* [Your objective]: All that is wanted is the span of lines from the one with "Target: herb plant in basket" to the last line of the data, copied exactly.
** Opening Raw data block **
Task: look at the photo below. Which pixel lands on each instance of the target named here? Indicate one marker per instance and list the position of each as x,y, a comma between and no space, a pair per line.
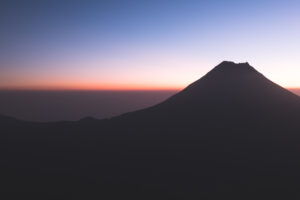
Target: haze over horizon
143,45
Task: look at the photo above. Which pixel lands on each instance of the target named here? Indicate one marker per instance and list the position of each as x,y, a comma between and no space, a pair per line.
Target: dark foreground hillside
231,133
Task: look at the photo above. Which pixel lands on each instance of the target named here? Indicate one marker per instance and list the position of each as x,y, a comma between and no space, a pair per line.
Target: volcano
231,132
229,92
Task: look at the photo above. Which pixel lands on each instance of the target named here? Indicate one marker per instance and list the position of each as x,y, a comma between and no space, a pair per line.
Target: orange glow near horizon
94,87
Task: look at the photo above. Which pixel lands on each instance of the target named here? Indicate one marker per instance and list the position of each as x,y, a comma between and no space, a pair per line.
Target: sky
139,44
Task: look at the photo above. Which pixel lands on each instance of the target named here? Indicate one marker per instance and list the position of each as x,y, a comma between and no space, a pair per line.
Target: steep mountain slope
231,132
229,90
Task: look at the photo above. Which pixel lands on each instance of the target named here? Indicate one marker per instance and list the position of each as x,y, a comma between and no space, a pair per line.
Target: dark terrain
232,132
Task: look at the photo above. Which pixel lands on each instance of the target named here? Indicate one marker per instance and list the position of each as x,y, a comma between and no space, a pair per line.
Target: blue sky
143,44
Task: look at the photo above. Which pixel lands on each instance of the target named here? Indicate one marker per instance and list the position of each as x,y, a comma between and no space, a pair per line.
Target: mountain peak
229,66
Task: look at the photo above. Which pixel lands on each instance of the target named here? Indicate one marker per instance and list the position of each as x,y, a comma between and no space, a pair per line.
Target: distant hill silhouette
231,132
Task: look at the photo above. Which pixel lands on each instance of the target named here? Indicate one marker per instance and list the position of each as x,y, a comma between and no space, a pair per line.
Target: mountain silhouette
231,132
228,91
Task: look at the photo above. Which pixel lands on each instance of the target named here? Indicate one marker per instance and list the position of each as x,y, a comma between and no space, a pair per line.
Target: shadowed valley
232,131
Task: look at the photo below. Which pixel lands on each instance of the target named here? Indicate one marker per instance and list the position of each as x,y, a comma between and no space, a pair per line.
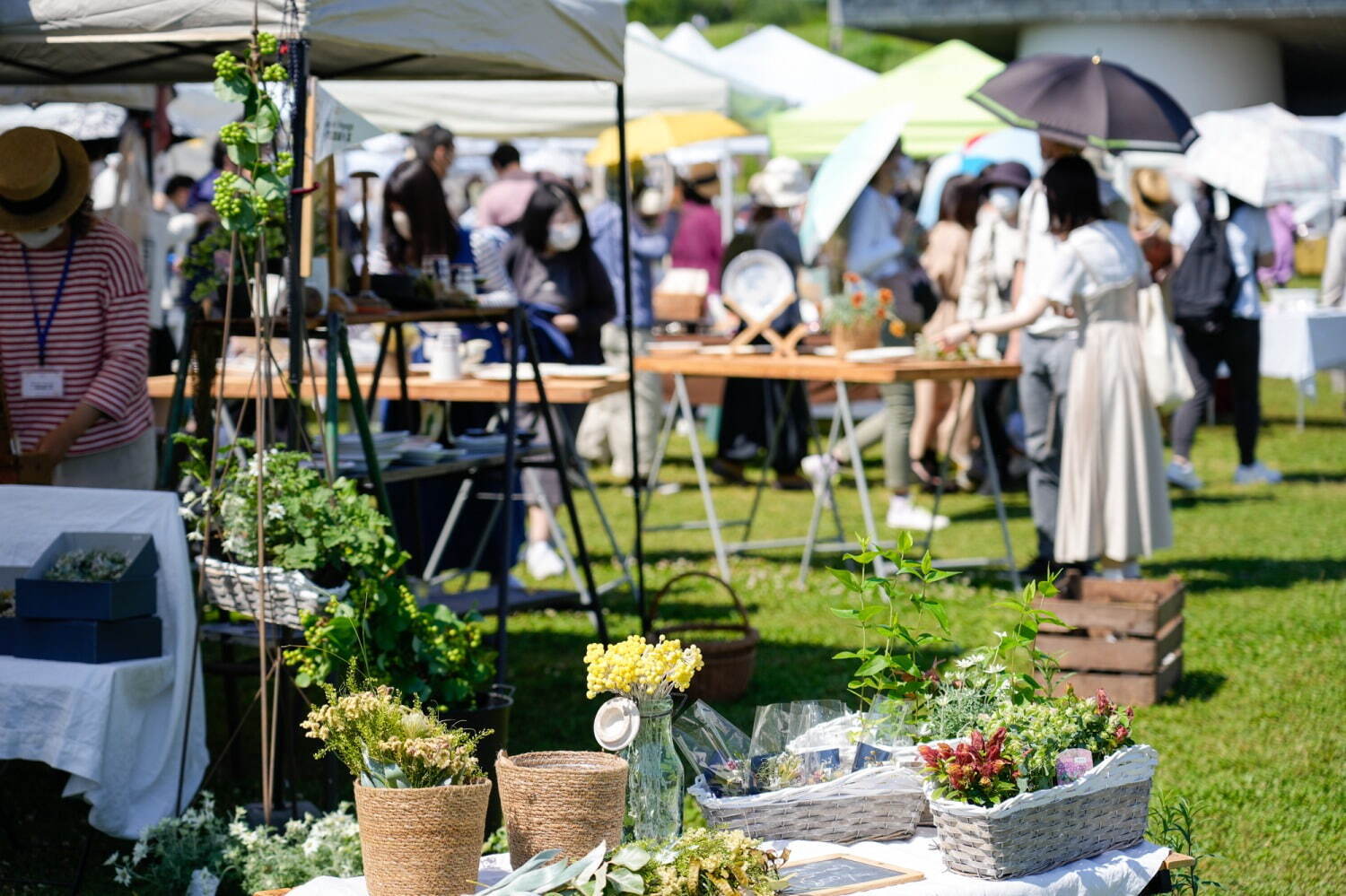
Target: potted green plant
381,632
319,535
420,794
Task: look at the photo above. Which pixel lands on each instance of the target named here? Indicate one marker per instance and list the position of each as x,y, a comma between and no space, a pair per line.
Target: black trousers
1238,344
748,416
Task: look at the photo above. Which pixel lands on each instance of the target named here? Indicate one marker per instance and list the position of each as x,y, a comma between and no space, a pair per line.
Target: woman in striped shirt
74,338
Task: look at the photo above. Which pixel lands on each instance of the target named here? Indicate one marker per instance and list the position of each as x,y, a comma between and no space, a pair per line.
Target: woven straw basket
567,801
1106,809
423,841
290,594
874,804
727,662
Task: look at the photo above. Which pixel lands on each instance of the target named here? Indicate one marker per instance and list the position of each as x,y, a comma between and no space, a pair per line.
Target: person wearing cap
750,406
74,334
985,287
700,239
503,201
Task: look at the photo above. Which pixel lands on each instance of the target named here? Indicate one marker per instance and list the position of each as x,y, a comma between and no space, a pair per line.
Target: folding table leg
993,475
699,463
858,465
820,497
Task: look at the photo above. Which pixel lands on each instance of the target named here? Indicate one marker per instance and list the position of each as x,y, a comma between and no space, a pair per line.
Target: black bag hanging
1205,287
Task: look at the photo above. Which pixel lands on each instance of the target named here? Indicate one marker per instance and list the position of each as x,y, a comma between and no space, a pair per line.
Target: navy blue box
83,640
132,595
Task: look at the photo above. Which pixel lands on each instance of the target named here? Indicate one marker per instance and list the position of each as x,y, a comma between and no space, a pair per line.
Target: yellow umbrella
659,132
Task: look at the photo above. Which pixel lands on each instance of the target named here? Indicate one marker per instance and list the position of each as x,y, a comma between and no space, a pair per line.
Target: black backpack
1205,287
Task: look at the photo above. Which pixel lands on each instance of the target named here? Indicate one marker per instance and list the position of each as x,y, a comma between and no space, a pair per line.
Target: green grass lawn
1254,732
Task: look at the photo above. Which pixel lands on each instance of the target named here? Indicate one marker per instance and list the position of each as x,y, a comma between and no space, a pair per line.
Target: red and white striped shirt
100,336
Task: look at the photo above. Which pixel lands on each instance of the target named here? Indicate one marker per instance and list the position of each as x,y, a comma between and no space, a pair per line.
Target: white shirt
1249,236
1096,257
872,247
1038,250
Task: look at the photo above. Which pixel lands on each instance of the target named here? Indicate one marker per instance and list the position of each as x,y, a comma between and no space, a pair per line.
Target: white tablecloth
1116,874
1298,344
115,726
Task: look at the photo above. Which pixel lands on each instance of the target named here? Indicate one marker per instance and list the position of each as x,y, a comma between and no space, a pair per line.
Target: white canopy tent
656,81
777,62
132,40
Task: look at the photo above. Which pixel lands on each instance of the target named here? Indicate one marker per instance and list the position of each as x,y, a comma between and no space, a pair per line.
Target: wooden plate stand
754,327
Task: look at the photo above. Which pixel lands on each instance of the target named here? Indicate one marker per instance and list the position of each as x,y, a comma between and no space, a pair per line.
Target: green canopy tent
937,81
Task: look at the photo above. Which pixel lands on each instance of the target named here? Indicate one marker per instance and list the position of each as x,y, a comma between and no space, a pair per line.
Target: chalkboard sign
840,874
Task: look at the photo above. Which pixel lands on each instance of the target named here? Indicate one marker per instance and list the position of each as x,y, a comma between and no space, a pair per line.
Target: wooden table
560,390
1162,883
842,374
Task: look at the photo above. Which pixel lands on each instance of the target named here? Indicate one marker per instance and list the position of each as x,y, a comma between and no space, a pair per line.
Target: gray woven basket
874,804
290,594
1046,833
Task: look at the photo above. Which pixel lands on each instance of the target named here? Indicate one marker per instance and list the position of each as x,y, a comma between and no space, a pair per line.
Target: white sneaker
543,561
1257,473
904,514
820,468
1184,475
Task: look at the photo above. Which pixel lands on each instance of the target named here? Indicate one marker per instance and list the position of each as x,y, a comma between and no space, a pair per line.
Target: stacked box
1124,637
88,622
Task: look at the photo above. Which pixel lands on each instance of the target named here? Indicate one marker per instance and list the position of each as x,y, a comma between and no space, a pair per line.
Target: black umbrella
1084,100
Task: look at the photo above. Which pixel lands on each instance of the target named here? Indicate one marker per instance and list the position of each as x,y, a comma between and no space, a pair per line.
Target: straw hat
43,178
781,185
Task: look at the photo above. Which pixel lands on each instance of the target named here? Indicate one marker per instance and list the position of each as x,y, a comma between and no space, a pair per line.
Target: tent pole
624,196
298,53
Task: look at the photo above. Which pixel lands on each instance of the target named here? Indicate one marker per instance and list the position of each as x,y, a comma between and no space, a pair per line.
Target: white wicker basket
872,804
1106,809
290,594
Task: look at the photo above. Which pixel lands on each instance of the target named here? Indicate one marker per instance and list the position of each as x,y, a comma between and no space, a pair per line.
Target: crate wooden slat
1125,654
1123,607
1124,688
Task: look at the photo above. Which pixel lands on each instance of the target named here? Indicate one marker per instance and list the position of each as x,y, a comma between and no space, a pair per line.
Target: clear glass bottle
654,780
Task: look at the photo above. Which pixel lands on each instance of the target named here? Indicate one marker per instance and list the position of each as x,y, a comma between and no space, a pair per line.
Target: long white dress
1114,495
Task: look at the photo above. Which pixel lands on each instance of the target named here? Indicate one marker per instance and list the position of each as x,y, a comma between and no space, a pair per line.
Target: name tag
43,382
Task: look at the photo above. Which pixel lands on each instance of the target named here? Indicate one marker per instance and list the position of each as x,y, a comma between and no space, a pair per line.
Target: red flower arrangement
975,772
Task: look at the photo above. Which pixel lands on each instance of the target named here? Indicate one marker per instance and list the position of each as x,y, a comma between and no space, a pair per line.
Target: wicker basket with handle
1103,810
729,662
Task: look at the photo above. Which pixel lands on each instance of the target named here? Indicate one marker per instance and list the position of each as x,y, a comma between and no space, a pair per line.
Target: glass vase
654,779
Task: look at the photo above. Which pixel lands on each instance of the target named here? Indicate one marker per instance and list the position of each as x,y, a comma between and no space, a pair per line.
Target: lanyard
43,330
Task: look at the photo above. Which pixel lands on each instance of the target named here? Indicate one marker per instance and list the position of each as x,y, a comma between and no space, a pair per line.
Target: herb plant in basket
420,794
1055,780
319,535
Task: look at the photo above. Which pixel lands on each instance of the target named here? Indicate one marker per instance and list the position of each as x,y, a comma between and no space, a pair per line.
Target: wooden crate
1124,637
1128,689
** Closing Raw data block **
* [Answer to the problem]:
Target: herb plant in basket
420,794
1055,780
319,535
Task: look at the photo above. Which pixel lands on each instance of the target named here? Indicate one marker per instance and list the position of each as x,y, a comma between and no space, a pair per line.
Target: wooden crate
1124,637
1128,689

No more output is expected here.